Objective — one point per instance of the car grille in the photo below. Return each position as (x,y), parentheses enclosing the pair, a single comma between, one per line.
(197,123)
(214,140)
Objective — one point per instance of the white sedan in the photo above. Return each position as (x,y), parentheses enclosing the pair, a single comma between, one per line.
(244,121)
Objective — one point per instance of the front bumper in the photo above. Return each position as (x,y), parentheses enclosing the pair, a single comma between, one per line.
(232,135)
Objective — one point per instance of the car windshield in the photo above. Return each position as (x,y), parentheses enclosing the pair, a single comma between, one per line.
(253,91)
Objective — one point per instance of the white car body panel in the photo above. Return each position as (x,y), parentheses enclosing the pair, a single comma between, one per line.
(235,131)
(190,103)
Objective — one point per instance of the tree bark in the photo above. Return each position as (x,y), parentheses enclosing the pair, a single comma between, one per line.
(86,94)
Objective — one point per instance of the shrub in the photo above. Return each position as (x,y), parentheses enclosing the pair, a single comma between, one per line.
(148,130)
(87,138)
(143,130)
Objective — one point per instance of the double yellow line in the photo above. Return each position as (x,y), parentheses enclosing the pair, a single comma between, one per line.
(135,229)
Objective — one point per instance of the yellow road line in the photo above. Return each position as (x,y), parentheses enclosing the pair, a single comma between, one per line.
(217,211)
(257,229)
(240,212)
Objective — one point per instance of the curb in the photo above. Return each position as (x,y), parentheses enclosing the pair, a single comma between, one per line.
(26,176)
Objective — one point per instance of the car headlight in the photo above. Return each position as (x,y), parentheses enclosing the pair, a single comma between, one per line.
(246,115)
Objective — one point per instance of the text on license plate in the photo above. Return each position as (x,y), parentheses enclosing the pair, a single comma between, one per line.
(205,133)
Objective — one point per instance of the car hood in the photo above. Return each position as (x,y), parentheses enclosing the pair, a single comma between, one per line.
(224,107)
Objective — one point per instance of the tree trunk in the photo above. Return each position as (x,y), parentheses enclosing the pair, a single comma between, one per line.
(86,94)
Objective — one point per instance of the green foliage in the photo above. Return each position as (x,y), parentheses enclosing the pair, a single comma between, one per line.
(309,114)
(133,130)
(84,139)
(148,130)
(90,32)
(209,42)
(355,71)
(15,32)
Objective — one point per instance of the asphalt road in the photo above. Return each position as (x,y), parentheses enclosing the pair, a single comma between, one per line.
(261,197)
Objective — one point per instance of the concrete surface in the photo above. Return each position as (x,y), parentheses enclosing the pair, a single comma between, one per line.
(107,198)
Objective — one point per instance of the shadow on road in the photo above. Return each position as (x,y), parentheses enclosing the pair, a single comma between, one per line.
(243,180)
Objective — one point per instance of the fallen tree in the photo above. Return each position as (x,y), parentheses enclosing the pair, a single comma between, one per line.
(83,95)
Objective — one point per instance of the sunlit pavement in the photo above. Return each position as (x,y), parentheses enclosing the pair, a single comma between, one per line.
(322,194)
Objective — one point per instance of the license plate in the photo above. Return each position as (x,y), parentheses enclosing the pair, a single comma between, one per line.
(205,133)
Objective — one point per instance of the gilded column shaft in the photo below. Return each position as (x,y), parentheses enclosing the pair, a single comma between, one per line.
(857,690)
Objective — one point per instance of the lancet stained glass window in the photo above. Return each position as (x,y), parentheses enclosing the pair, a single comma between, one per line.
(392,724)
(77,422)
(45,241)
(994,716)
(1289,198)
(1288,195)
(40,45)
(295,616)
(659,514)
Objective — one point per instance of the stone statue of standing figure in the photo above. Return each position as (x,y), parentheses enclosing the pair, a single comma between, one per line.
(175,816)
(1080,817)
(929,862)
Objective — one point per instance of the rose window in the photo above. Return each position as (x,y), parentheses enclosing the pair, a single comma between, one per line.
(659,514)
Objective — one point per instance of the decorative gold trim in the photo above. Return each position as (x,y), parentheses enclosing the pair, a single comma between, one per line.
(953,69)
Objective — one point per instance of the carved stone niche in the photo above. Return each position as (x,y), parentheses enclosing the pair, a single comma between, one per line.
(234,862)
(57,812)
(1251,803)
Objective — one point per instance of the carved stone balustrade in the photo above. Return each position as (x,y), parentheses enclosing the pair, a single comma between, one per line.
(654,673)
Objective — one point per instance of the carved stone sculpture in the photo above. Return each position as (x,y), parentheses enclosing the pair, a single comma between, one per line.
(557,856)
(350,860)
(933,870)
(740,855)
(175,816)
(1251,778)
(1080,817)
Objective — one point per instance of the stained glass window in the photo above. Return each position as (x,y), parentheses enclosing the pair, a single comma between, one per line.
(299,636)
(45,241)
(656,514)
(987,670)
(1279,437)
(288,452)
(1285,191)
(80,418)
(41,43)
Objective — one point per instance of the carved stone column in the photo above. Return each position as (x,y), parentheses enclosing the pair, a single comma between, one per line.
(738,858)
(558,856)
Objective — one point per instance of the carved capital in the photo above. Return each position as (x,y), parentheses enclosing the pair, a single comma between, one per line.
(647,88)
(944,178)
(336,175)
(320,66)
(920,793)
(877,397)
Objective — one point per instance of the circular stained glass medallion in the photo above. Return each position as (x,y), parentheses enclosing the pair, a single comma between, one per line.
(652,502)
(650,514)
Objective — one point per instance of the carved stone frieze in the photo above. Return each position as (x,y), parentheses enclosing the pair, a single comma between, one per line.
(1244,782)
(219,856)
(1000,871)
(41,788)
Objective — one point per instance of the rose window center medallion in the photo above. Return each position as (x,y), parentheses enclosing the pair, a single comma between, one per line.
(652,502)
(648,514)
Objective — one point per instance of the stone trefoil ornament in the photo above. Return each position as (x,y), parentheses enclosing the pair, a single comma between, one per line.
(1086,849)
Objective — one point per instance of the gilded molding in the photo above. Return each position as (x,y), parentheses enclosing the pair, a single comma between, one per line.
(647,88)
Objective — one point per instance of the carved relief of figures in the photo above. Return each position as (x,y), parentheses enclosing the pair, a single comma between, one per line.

● **Your goal**
Repeat every entry word for word.

● **Response below**
Objective — one point per instance of the car grille in the photo below. Return each position as (x,y), parentheses enclosing the pair, a single comma between, one per line.
(197,123)
(214,140)
Objective — one point per instance of the white sedan in the photo above. Return each position as (x,y), parentheses enclosing the pair, a single comma between, one per line.
(244,121)
Objective — one point per instance of the front bumper in the photo above. Return each position as (x,y), parentheses enclosing the pair, a single comma between, one per line.
(232,135)
Objective — one point per instance of the car windshield in the photo above. Return each position as (x,y), parentheses enclosing the pair, a single comma between, one per line.
(253,91)
Objective — one point per instance of the white car body panel in the photo above. Return each position as (x,y), parentheses enclosing the pair, a single comma between, one per line.
(235,131)
(190,103)
Objective — one point per instance of the tree bark in the photo above. Return each position as (x,y), parentheses enclosing the pair, a single comma between, one per line.
(86,94)
Objective — one point per instance of the shrub in the photo above. Return each position as (x,y), parentheses enclosing the pair, a single comma between, one per line.
(148,130)
(87,138)
(143,130)
Objective — one point per instance of the double yellow line in the photo above. Return each position as (x,y), parentheses enclosing the pair, a single comma between, one per line.
(135,229)
Objective — one point per instance of the yellow road line in the photo above. Return each position as (x,y), parentheses enclosing the pair, a single comma between, one per line.
(217,211)
(257,229)
(240,212)
Objective — one point per instance of the curb in the photo above. Return each position as (x,y), parentheses enclosing the pair, a single comma between, one per line.
(26,176)
Objective — one point per instance of the car headlight in the photo above. Return each position as (x,y), parentheses enclosing the pair, a single comma between, one per line.
(246,115)
Objective — one point per instance of the text on license plate in the photo above. Return each position as (x,y), parentheses enclosing the pair, a single comma between, one per line.
(205,133)
Objective — one point per instance of the car hood in the photo above. Return each position as (x,y), parentheses enclosing the pair, a single comma between, one per line.
(224,107)
Objective — one point per instance of the tree trunk in the photo above. Return each position as (x,y), parentheses enclosing the pair, a single comma between, one per line.
(86,94)
Objective — one point per instance of the green foliage in the photo above. Return each position as (x,y), parentheses enclosing the pair, a single comma between, one per line.
(309,114)
(133,130)
(84,139)
(148,130)
(90,32)
(209,42)
(355,71)
(15,32)
Objective — one point per instance of the asphalt road in the photo above. Return each position as (x,y), parentheses enclosing the pair, a single comma between, one per line.
(261,197)
Objective — one point per instance of the concrete surface in the photo above. Return each position as (x,y), parentheses enclosing the pair, a single comma between, one per line.
(107,198)
Objective — one point per instance of the shadow on road in the photo above. Return each position as (x,y), parentheses enclosing the pair, a single comma between, one per line.
(243,180)
Objective — one point per instance of the fallen tree in the photo above. Return each position as (x,y), parentheses enclosing the pair, a single comma between, one per line.
(83,95)
Objective — one point per instance of the sunlit pavement in the photo above. Return each position as (x,y), parentheses enclosing the pair, a single comma between, one per line.
(322,194)
Objective — one point per instance of the license plate in the photo above. Return each position as (x,y), parentheses enclosing the pair, a single comma between, one per line.
(205,133)
Objective — one point per instance of the gilded column shaft in the photo below. Return each position as (x,y), parentheses enclosing the pair, a single comma between, one per line.
(857,690)
Objective — one point per instance of the lancet stained glass window in the photo above. Return each position as (x,y), parentheses enclosing the pair, a single comma between, one per line.
(392,724)
(77,422)
(45,241)
(994,716)
(1289,198)
(1288,195)
(40,45)
(295,616)
(659,514)
Objective — one point per instance of the stone statue of standing figure in the photo above. Return each position as (x,y), parentheses enclosing the pair, a single comma between, one per line.
(175,816)
(1080,817)
(929,862)
Objective — one point per instance of the rose window in the photo above. Return each position as (x,y), parentheses enclosing the pair, a single comma between, one per line.
(659,514)
Objective — one point per instance of the decorative gold trim in the photo above. Return each position as (x,y), parentheses enclosing the pair, a single comma between, one per line.
(953,69)
Objective — one point per instance of the carved stone niche in the photo above. Return each position as (x,y), parentheses enclosing the pair, a single comma between, one per line.
(234,862)
(57,812)
(1251,803)
Objective — one point per instance of the carved stone balustrade in the photo above. Return each position as (x,y), parentheses enclosing the pair, a single comma between, one per line.
(654,673)
Objective — one point per instance of the carved stone sculpture in the photo above. Return each position as (x,y), parentheses enclosing the pair, a single comma between, one per line.
(557,856)
(350,860)
(933,870)
(740,855)
(175,816)
(1251,778)
(1080,817)
Objective — one point per instance of the stained glass window in the photo above. Return each position as (x,y), parentheses enclosing the pair, a single comma between, one per line.
(299,636)
(45,241)
(656,514)
(987,670)
(1279,437)
(288,452)
(1285,191)
(80,418)
(41,43)
Objective — one point per instance of the carved stone column in the photo above. Return each position as (x,y), parentheses enclosing the pair, a single comma between, one per line.
(738,858)
(558,856)
Objective — one point per instance of the carved capital in the photo above. Return each position as (x,y), parentheses enclosing the pair, a single comma between, one per line.
(647,88)
(944,178)
(336,175)
(320,66)
(920,793)
(877,397)
Objective — one point per instance of the circular stained glass medallion in the photo above. Return each position as (x,y), parentheses enclosing the pair, a single comma between, one per line.
(652,502)
(650,514)
Objective — one point per instance of the carved stone frieze in the photo above. Return each position as (x,y), parentheses enclosing the pair, a single comma between, one per line.
(1244,782)
(219,856)
(1000,871)
(41,788)
Objective — one point per instance of the rose window center medallion in the photo above. Return each position as (x,y), parentheses enclosing the pair, a single comma between, one per line.
(652,502)
(648,514)
Objective — one point per instance of the stone trefoil ornament in the photo above. Return each position as (x,y), parentheses enclosing the pair, a single comma between, one per line.
(1086,849)
Objective — one point per instance of the gilded molding in the photo above. Return each position as (x,y), parentheses enclosing the pair, a single comma between, one per line.
(647,88)
Objective — one point per instance of the carved relief of figures in the photo above. Return each position as (x,y), parentheses enclosing the pair, a single comma between, one per line.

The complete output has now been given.